##### TRECHO SELECIONADO #####

A falta de articulação do governo federal com estados e municípios contribuiu para a deterioração da rede de assistência social no país, avalia a ex-ministra do Desenvolvimento Social e Combate à Fome Márcia Lopes.
Em entrevista à Folha, ela afirma que há um “diagnóstico arrasador do ponto de vista do aumento da pobreza e das desigualdades” e que será preciso fazer um esforço coordenado para restabelecer as políticas e identificar as famílias que precisam da ajuda do governo. Haverá necessidade também de recompor recursos em pelo menos R$ 2,7 bilhões.
Márcia Lopes é uma das coordenadoras do grupo técnico de assistência social, ao lado da senadora Simone Tebet (MDB-MS), da ex-ministra Tereza Campello e do deputado estadual André Quintão (PT-MG).
Uma das primeiras ações, segundo ela, será uma análise do Cadastro Único de programas sociais, com a participação de estados e municípios, para identificar eventuais falhas e corrigi-las. “Vamos chamar os secretários municipais. O presidente fala muito da participação dos conselhos, das conferências. É um novo pacto social”, diz.
PERGUNTA – Qual é o diagnóstico da situação da assistência social, do Auxílio Brasil, que vai provavelmente voltar a se chamar Bolsa Família?
MÁRCIA LOPES – A partir do governo Lula, a gente implantou o Sistema Único de Assistência Social [o Suas], fazendo uma organização em todo o país. Nós profissionalizamos a área, saímos de um orçamento de R$ 8 bilhões em 2004 para R$ 84 bilhões em 2016 entre benefícios e serviços. E o que aconteceu [depois] foi uma paralisação. Teve um desmonte, o orçamento voltou a ser o que era antes de 2002 para serviços. O que deveria ser de no mínimo R$ 2,7 bilhões foi cortado para o ano que vem em 96%, virou R$ 128 milhões. Ou seja, extingue o Suas.

#####

Transcreva palavra por palavra a parte do trecho sobre assistência social que começa com as palavras "Uma das primeiras" e termina com "chamar Bolsa Família?". Os itens não têm nenhuma relação com o trecho.

##### ITENS FORNECIDOS #####

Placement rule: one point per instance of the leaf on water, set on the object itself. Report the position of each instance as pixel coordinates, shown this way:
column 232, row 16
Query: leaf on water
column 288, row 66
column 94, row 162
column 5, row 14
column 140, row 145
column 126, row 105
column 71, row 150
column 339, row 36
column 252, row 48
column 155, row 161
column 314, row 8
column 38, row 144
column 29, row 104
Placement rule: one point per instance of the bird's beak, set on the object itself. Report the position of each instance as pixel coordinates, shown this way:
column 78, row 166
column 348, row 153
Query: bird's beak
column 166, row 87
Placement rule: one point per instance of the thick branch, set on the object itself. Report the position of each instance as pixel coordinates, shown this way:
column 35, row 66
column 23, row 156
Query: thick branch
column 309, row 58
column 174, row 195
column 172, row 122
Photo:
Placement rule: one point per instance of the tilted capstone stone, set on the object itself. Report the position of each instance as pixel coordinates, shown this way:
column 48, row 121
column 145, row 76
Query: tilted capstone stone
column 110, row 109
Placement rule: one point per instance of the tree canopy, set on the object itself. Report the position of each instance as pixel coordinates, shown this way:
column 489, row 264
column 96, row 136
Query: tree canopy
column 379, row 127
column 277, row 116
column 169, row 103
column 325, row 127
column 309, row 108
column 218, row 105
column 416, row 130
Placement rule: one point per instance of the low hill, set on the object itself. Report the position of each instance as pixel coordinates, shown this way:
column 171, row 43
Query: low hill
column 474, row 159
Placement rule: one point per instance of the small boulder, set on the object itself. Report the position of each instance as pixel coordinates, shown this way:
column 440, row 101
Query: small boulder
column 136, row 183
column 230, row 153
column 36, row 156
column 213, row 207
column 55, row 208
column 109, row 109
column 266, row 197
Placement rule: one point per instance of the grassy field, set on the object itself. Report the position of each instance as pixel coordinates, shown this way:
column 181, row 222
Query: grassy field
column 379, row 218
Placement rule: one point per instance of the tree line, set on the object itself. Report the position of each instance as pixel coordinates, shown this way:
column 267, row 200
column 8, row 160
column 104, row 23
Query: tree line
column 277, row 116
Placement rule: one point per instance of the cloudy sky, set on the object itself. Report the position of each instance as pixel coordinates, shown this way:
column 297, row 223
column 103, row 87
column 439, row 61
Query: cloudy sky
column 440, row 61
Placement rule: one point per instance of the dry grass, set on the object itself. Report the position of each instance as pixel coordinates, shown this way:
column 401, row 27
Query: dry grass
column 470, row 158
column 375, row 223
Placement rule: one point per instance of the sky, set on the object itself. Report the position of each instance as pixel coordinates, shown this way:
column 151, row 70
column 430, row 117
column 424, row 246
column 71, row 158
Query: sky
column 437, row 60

#####

- **RESPOSTA ESCRITA**
Uma das primeiras ações, segundo ela, será uma análise do Cadastro Único de programas sociais, com a participação de estados e municípios, para identificar eventuais falhas e corrigi-las. “Vamos chamar os secretários municipais. O presidente fala muito da participação dos conselhos, das conferências. É um novo pacto social”, diz.
PERGUNTA – Qual é o diagnóstico da situação da assistência social, do Auxílio Brasil, que vai provavelmente voltar a se chamar Bolsa Família?